Instructions for the task:
Please reproduce the following data word for word, every line in its original order.

:: Provided records ::

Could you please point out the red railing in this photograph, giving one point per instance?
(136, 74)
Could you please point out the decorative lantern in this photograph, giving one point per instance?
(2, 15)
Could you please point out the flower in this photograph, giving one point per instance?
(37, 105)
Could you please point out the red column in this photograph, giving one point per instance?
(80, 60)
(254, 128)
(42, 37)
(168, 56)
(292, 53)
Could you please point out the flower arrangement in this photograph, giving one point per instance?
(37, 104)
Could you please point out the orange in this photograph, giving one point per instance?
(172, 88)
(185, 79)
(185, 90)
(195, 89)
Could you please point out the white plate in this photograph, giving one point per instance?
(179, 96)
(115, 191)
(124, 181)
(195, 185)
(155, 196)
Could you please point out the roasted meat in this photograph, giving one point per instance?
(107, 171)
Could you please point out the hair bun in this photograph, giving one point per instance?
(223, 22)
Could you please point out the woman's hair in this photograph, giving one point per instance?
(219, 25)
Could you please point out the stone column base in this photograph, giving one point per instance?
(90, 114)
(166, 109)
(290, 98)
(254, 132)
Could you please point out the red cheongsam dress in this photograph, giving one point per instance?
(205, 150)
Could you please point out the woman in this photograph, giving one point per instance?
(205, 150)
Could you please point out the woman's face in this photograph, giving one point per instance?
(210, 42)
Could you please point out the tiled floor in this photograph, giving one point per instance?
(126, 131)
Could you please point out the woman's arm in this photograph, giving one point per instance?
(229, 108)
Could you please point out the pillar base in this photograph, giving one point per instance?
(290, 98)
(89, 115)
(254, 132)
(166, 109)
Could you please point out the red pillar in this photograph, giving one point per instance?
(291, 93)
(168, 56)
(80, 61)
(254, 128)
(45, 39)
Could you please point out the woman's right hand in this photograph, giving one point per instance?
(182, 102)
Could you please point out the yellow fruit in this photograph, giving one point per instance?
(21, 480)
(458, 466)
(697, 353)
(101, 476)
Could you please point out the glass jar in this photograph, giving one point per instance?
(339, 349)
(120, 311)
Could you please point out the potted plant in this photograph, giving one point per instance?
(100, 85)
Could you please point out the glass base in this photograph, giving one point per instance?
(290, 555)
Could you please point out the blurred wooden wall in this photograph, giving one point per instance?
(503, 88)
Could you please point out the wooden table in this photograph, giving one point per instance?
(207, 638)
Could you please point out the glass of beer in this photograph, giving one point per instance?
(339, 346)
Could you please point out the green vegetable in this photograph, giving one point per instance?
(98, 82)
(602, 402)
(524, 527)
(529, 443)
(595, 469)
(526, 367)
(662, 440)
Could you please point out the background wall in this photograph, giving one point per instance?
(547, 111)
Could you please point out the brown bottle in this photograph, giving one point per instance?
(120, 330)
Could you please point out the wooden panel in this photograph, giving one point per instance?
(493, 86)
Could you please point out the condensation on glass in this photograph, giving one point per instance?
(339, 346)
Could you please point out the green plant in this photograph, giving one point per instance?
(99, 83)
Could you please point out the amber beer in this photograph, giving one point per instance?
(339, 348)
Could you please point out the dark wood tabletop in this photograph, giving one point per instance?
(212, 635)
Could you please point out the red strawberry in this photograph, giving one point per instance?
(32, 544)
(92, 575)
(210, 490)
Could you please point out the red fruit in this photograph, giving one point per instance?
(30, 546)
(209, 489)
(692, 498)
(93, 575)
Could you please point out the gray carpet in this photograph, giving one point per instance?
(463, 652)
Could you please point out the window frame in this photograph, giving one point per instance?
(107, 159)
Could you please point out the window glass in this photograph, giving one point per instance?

:::

Written response:
Could you please point out the red railing in this photograph, giving one point per instance?
(136, 74)
Could you please point out the decorative lantern in this photograph, giving one point per instance?
(2, 15)
Could you please point out the flower in this photograph, giving one point per instance?
(37, 105)
Could you please point out the red column in this photograph, giving one point per instance?
(80, 60)
(254, 128)
(42, 37)
(168, 56)
(292, 53)
Could you please point out the flower arrangement in this photograph, giving one point per instance?
(37, 104)
Could you please point out the orange in this photograph, giving one point per instance?
(172, 88)
(185, 79)
(185, 90)
(195, 89)
Could you please point out the white plate in this photograph, giving one point per instance?
(179, 96)
(115, 191)
(124, 181)
(195, 185)
(155, 196)
Could you please point out the roasted meat in this photograph, giving one point per instance?
(107, 171)
Could you please point out the hair bun in this photograph, giving one point per instance?
(223, 22)
Could you please point out the woman's hair in this photograph, giving one point per instance?
(219, 25)
Could you please point out the stone column base in this photograph, giving one point per instance?
(90, 114)
(166, 109)
(290, 98)
(254, 132)
Could you please point out the red cheongsam dress in this photograph, giving one point per instance?
(205, 150)
Could you please point out the woman in this photograph, giving one point per instance?
(205, 150)
Could you please point out the woman's face in this photograph, giving one point per instance?
(210, 42)
Could you please point out the tiled floor in this photograph, giving one point per instance?
(126, 131)
Could you please point out the woman's arm in this photograph, giving one point per instance?
(229, 108)
Could you please point out the pillar base in this photograph, giving one point per instance?
(290, 98)
(89, 115)
(254, 132)
(166, 109)
Could you please point out the red pillar in this photograph, giving one point per instance?
(291, 93)
(168, 56)
(80, 61)
(254, 128)
(45, 39)
Could you please point out the woman's right hand in this photograph, giving one point per instance?
(182, 102)
Could you please point out the yellow fruit in this photograph, giving one point per instance?
(21, 480)
(458, 466)
(697, 353)
(101, 476)
Could you please point out the glass jar in this photograph, giving one point per instance?
(339, 349)
(120, 311)
Could you please point out the potted plant in this photograph, giving one point per instance?
(100, 85)
Could you please point out the glass base in this photograph, giving one point per instance?
(290, 555)
Could you please point out the blurred wooden wall in this photograph, giving one point per instance?
(503, 88)
Could you please point out the wooden table in this photograph, giving one point per instance?
(207, 638)
Could you please point out the glass of beer in this photograph, giving one point per instance?
(339, 346)
Could you please point out the green vegetable in this photograph, giving one point per instance?
(98, 82)
(602, 402)
(524, 527)
(529, 443)
(595, 469)
(526, 367)
(662, 440)
Could you please point out the background wall in this photograph, giving one point per instance?
(547, 111)
Could you please point out the brown bottle in this photograph, giving one point per instance?
(120, 330)
Could you please point out the wooden panel in this photograph, giving one point per instance?
(493, 86)
Could you please point out the condensation on glass in this photograph, giving one point per instance?
(339, 346)
Could you please point out the green plant in this photograph, giving one point per instance?
(99, 83)
Could you please point out the amber beer in this photograph, giving one point per instance?
(339, 348)
Could you please point out the dark wood tabletop in this photograph, giving one point per instance?
(212, 635)
Could you please point out the red strawberry in this photograph, giving one point per instance?
(32, 544)
(92, 575)
(210, 490)
Could you please point out the red fruit in this photograph, giving one point per instance?
(30, 546)
(209, 489)
(692, 498)
(93, 575)
Could you please point out the gray carpet in this photograph, giving one point per instance?
(463, 652)
Could you please point out the window frame in this photograph, giving one point per instance?
(107, 159)
Could you please point out the window glass in this photograph, giving one point per instance?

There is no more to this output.